Exercise description - Word for word and without images, transcribe all of the records.

Provided material -
═══

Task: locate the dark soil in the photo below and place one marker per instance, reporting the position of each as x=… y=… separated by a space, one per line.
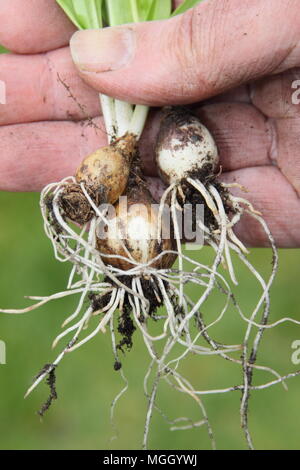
x=126 y=326
x=50 y=381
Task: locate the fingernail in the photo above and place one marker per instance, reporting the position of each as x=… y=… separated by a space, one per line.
x=102 y=50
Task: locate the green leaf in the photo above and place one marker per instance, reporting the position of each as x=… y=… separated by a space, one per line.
x=185 y=6
x=67 y=6
x=118 y=12
x=85 y=14
x=159 y=10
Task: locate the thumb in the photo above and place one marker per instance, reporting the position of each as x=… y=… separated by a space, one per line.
x=213 y=47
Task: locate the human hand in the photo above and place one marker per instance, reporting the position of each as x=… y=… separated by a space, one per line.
x=240 y=52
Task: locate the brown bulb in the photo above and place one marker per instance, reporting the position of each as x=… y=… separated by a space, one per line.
x=135 y=224
x=109 y=167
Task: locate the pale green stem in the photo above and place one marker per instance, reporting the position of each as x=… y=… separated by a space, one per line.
x=138 y=120
x=134 y=11
x=108 y=110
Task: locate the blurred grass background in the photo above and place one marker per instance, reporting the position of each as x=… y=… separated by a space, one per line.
x=86 y=381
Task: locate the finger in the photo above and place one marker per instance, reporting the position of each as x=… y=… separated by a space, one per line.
x=239 y=130
x=38 y=88
x=33 y=26
x=278 y=97
x=211 y=48
x=272 y=195
x=33 y=155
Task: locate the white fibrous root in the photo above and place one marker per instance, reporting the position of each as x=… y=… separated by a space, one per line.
x=123 y=247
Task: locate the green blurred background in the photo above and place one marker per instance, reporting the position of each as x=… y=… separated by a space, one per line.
x=86 y=381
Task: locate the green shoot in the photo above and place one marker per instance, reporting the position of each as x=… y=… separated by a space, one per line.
x=120 y=117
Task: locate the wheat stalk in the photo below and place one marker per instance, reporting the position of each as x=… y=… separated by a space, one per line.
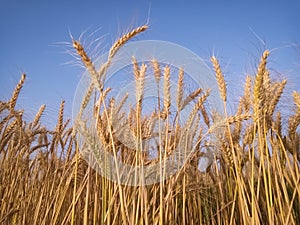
x=190 y=98
x=38 y=116
x=121 y=41
x=276 y=96
x=59 y=124
x=220 y=78
x=258 y=85
x=247 y=94
x=167 y=95
x=296 y=96
x=157 y=72
x=13 y=100
x=180 y=89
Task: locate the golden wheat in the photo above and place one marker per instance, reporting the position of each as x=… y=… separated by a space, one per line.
x=220 y=78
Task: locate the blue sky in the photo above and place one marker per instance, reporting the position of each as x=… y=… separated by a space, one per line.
x=32 y=33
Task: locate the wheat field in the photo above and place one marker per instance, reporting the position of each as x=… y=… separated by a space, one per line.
x=254 y=178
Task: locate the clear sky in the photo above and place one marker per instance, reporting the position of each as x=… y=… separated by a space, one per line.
x=33 y=33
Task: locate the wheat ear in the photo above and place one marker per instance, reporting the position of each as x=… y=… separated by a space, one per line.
x=220 y=78
x=296 y=96
x=121 y=41
x=38 y=116
x=167 y=95
x=247 y=94
x=180 y=89
x=60 y=117
x=13 y=100
x=258 y=85
x=275 y=97
x=156 y=68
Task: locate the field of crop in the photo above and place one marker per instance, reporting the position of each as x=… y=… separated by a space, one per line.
x=253 y=177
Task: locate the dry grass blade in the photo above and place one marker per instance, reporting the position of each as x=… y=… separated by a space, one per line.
x=220 y=78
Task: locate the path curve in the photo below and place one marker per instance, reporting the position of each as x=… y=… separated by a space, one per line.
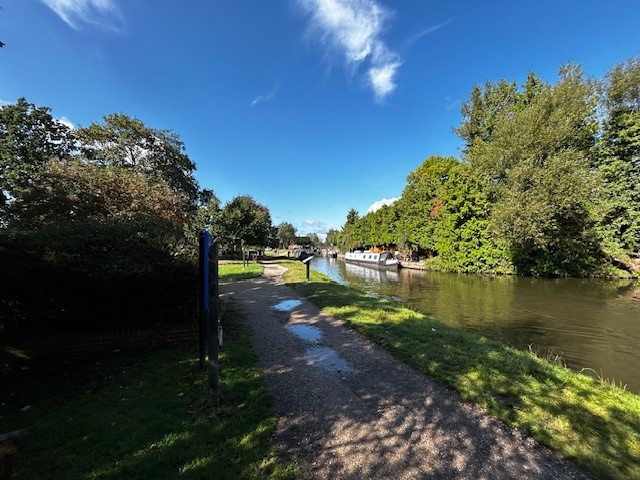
x=348 y=410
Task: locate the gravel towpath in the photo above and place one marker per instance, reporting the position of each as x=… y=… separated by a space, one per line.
x=348 y=410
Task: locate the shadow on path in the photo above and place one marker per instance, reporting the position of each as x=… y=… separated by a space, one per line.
x=352 y=411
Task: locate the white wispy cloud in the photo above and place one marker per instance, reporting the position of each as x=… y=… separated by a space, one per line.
x=381 y=203
x=264 y=98
x=355 y=28
x=314 y=226
x=414 y=38
x=96 y=13
x=68 y=123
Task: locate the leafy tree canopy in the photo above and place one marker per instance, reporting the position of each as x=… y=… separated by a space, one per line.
x=123 y=141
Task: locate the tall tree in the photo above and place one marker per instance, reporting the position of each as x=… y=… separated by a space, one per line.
x=485 y=110
x=29 y=138
x=244 y=222
x=421 y=200
x=619 y=158
x=537 y=169
x=286 y=234
x=333 y=236
x=350 y=237
x=127 y=142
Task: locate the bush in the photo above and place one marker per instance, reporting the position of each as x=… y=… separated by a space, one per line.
x=91 y=274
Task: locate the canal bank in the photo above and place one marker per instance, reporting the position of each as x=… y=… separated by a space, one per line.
x=591 y=324
x=589 y=420
x=369 y=416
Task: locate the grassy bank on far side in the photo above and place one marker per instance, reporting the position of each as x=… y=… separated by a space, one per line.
x=587 y=420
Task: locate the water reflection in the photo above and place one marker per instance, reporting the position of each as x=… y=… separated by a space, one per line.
x=592 y=324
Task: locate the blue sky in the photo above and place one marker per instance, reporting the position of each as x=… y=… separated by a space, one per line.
x=312 y=107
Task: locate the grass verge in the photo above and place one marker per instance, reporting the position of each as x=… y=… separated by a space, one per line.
x=589 y=421
x=143 y=416
x=233 y=270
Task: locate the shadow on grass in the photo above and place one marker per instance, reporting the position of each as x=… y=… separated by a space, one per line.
x=587 y=420
x=147 y=416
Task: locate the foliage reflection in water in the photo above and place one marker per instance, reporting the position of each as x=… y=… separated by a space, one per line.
x=592 y=324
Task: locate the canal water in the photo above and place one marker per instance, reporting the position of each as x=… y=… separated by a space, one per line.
x=594 y=325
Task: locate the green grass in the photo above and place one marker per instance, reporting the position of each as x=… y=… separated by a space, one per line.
x=143 y=416
x=233 y=270
x=590 y=421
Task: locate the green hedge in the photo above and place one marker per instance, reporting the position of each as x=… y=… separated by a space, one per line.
x=91 y=275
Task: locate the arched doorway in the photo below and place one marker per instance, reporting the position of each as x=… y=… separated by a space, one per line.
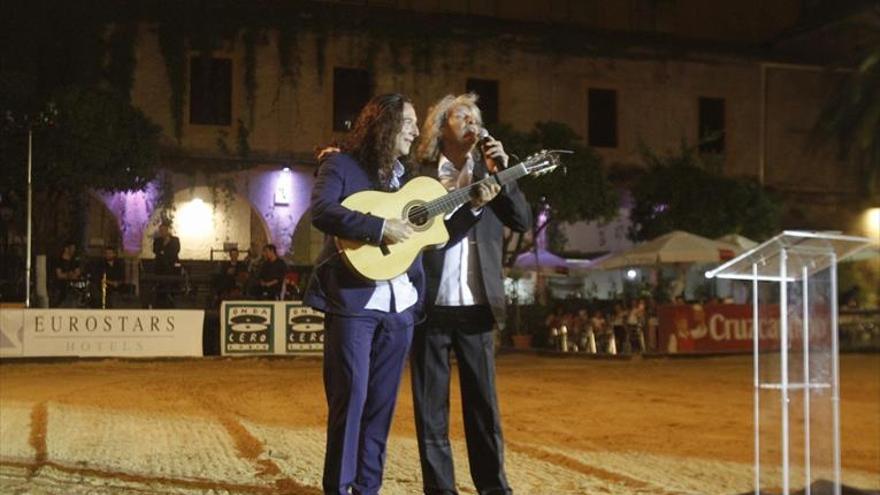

═══

Your solution -
Task: locate the dark soil in the photo below and place one marker per instance, reporting the position of each as x=… y=… separated by a space, one per line.
x=126 y=326
x=50 y=381
Task: locate the fingernail in the photo above and place one marker per instance, reporting the position of each as x=… y=… separated by a space, one per line.
x=102 y=50
Task: locate the green leaf in the photo above and place one marker per instance, reporting the position of each as x=… y=… separated by a space, one per line.
x=185 y=6
x=67 y=6
x=118 y=12
x=85 y=14
x=159 y=10
Task: locate the thumb in the photo above and place one marker per instance, reporting the position of each as x=… y=… separated by a space, one per line.
x=213 y=47
Task: locate the human hand in the photo above and place one marker per instance, reporting the position of each as x=… y=… separated by a space, one per line.
x=240 y=52
Task: locate the brown bulb in the photo above and place one marker per instance, reporting the position of each as x=… y=… separated by a space, one per line.
x=135 y=224
x=109 y=167
Task: locate the pale green stem in the photo above and place one marker per instance, reporting the position of each as x=… y=… separated by a space, one per line.
x=138 y=120
x=134 y=11
x=108 y=110
Task: locate the blurred grass background in the photo above and place one marker per instance, reporting the position of each as x=… y=… separated by a space, one per line.
x=86 y=381
Task: locate the finger in the photo above and place one marker per instance, reporting the position of each as x=… y=… separated by a space, one per line.
x=239 y=130
x=38 y=88
x=33 y=26
x=278 y=97
x=211 y=48
x=272 y=195
x=33 y=155
Task: locate the white fibrous root in the photo above and place one marker per instance, reporting the position of each as x=… y=… separated by a space, one per line.
x=123 y=247
Task: locate the green blurred background in the photo above and place one marker per instance, reporting the position of each as x=… y=… separated by a space, one per line.
x=86 y=381
Task: locate the green shoot in the photo above and place one marker per instance, reporting the position of each as x=… y=… separated by a space, one per line.
x=120 y=117
Task: locate the wheat stalk in the photo below and place one marker per instance, reporting the position of each as x=… y=… separated by a space, one per line.
x=190 y=98
x=38 y=116
x=121 y=41
x=276 y=96
x=59 y=124
x=220 y=78
x=258 y=85
x=247 y=94
x=167 y=95
x=296 y=96
x=157 y=72
x=13 y=100
x=180 y=89
Task: locate the golden wheat in the photo above and place one marker per instance, reporting the position of each as x=… y=… separated by a space, one per line.
x=220 y=78
Task: locate the blue sky in the photo above and place one marker per instance, reporting the position of each as x=… y=… separated by a space, one per line.
x=32 y=33
Task: locate the wheat field in the photo above and place one marker per instance, reporting the position of each as x=… y=… separated by a space, one per line.
x=254 y=178
Task: locate the clear sky in the photo above and place one marker per instance, reporting the position of each as x=… y=… separated by a space, one per line.
x=33 y=33
Task: locate the wheat ear in the photo above and place one marker per instance, reporting the position of each as x=… y=… separated by a space, one per line.
x=220 y=78
x=296 y=96
x=121 y=41
x=38 y=116
x=167 y=95
x=247 y=94
x=180 y=89
x=60 y=117
x=13 y=100
x=258 y=85
x=275 y=97
x=156 y=68
Task: locate the field of crop in the photo above and place one marker per instance, reporting the position of each as x=… y=… separated by a space, one per line.
x=253 y=177
Task: locate the dry grass blade in the photo above and place one marker per instance, reporting the position of each as x=… y=… separated by a space, one per line.
x=220 y=78
Task: locate the path curve in the photo below and place one marker per instance, reporting the position of each as x=… y=… separated by a space, one per line.
x=348 y=410
Task: locate the gravel towpath in the photo above and place one marker per instance, reporting the position of each as x=… y=… separated by a space, one per line.
x=348 y=410
Task: locate the shadow on path in the photo above and place one marker per instance, reporting the position of each as x=… y=… separated by a space, one per line.
x=352 y=411
Task: locate the white wispy cloud in the photo above and place one marker per instance, reporting the position of each as x=… y=… separated by a space, one per line.
x=381 y=203
x=264 y=98
x=355 y=28
x=314 y=226
x=414 y=38
x=96 y=13
x=68 y=123
Task: locate the leafy tree canopy in the photo above and place one marker per instance, reporting the position of each as x=… y=… separated by a space, one per line.
x=123 y=141
Task: locate the tall tree in the photo above and place one marker per instance, reporting the position of each as x=… y=… separated by a space, one per line.
x=485 y=110
x=29 y=138
x=244 y=222
x=421 y=200
x=619 y=158
x=537 y=169
x=286 y=234
x=333 y=236
x=350 y=237
x=127 y=142
Task: locate the bush in the photo above and place one marker per instance, reporting the position of each as x=… y=… separated by a space, one per line.
x=91 y=274
Task: locate the canal bank in the photo above and place one marker per instance, reporting the position of each as x=… y=… separated by a space, one per line.
x=591 y=324
x=589 y=420
x=369 y=416
Task: locate the grassy bank on far side in the photo above and place one marker per instance, reporting the position of each as x=… y=… separated by a space, one per line.
x=587 y=420
Task: locate the water reflection in the photo above and place one marker per instance, reporting the position of each as x=… y=… separated by a space, one per line.
x=592 y=324
Task: locate the blue sky in the photo above and place one marker per instance, reporting the position of each as x=… y=… separated by a space, one per line.
x=312 y=107
Task: locate the grass verge in the photo above and place one marker per instance, reporting the position of each as x=… y=… separated by a space, one per line.
x=589 y=421
x=143 y=416
x=233 y=270
Task: locate the shadow on grass in the photo above and place one marker per instance, reporting the position of each as x=… y=… separated by a space, one per line.
x=587 y=420
x=147 y=416
Task: locate the foliage reflection in water in the photo above and place one marker per instance, reporting the position of each as x=… y=… separated by a space, one per line.
x=592 y=324
Task: locate the canal water in the photo above and place one marker per instance, reporting the position of each as x=… y=… separated by a space, one per line.
x=594 y=325
Task: locate the green grass in the photo above and place one marker per instance, reporting the position of each as x=… y=… separated by a space, one per line.
x=143 y=416
x=233 y=270
x=590 y=421
Task: locate the green hedge in the photo above and place one marker per instance, reporting the position of each as x=… y=… separated by a space, one per line.
x=91 y=275
Task: locate the arched doorway in the photo below and place one marker per instance, reporting the position of each as x=… y=… separated by a space, one per line.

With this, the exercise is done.